# GIVEN REQUEST:
Copy every line of the records below, requests included, and multiply each x and y coordinate in the answers by 1.9, rounding to the nearest whole number with halves rounded up. Leave the coordinates in the requests and their layout samples unchanged.

++++ TASK DATA

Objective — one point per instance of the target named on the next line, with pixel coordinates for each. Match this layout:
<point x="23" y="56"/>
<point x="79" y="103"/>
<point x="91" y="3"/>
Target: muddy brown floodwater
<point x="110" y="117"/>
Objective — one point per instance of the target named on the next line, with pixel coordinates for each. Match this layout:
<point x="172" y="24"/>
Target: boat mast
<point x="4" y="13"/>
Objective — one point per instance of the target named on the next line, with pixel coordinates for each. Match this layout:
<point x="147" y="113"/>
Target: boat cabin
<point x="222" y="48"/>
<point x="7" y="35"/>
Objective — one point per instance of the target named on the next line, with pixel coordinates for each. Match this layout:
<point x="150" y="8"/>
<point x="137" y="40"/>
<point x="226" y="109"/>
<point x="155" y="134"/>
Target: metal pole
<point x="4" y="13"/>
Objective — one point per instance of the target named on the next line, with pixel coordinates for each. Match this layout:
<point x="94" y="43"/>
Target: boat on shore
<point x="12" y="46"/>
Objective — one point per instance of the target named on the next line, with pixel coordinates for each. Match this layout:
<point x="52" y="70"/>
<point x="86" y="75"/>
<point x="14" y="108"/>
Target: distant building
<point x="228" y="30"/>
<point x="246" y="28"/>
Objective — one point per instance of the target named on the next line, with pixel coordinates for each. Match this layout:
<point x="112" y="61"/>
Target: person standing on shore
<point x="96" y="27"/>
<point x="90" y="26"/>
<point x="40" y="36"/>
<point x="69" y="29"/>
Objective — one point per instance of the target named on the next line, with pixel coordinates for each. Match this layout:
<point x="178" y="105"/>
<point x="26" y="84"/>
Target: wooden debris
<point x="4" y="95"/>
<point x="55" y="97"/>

++++++++

# SOLUTION FOR THIS PROBLEM:
Objective — one point per instance of the target named on the next line, with pixel coordinates for each. Match this layout:
<point x="23" y="56"/>
<point x="79" y="103"/>
<point x="91" y="3"/>
Target: muddy brown floodwater
<point x="209" y="222"/>
Objective — one point per instance of the target named on the next line, with pixel coordinates for each. Match this layout:
<point x="172" y="24"/>
Target: boat mast
<point x="8" y="25"/>
Objective — one point per instance of the target named on the next line, with pixel coordinates for each. Match this layout:
<point x="147" y="113"/>
Target: boat cabin
<point x="422" y="91"/>
<point x="13" y="67"/>
Objective — one point per instance of the target named on the next line, with pixel coordinates for each. Match this layout:
<point x="150" y="8"/>
<point x="137" y="40"/>
<point x="226" y="109"/>
<point x="155" y="134"/>
Target: metal pole
<point x="8" y="25"/>
Objective — one point per instance of the target named on the next line, with pixel coordinates for each. Match this layout:
<point x="94" y="43"/>
Target: boat on shore
<point x="23" y="87"/>
Objective — one point per instance of the target named on the next line, with pixel coordinates for each. Match this layout:
<point x="52" y="70"/>
<point x="86" y="75"/>
<point x="14" y="108"/>
Target: distant building
<point x="433" y="57"/>
<point x="467" y="53"/>
Objective — one point per instance of the target named on the next line, with pixel coordinates for each. Match this layout:
<point x="112" y="61"/>
Target: person standing on shore
<point x="182" y="51"/>
<point x="171" y="49"/>
<point x="76" y="68"/>
<point x="131" y="55"/>
Objective — one point per instance of the target named on the next line, with pixel coordinates for each. Match this layout:
<point x="178" y="105"/>
<point x="26" y="84"/>
Target: wooden debris
<point x="8" y="181"/>
<point x="105" y="184"/>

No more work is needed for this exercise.